▸ **Exercise aim**
Check the records below for the word "white" and state how many lines contain it, replying with the number only.

▸ **Collected data**

------------------------

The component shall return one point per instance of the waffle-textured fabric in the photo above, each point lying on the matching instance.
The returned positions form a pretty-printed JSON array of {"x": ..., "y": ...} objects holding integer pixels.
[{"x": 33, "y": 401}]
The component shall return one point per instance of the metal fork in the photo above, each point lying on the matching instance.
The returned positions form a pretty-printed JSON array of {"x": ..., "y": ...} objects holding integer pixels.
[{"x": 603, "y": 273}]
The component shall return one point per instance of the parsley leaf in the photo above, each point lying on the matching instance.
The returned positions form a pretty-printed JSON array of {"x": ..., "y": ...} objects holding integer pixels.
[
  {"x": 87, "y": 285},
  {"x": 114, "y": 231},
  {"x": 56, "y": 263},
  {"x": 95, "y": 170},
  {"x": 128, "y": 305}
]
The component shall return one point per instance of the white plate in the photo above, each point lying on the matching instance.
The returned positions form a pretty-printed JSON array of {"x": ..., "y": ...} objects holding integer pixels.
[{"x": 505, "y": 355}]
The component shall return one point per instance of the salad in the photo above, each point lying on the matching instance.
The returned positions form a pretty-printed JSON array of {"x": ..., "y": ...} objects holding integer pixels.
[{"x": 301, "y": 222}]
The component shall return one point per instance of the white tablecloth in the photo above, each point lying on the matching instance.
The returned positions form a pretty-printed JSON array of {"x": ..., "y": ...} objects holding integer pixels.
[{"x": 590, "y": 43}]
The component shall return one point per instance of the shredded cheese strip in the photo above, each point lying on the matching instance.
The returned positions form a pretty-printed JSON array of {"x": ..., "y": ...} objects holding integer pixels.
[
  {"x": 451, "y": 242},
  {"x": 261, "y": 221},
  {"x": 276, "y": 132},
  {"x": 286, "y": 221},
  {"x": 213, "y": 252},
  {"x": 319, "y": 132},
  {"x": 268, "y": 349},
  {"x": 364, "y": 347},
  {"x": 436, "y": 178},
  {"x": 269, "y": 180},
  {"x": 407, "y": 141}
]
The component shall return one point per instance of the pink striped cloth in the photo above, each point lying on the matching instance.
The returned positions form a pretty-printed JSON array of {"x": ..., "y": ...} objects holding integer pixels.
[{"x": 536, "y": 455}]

------------------------

▸ **Written response**
2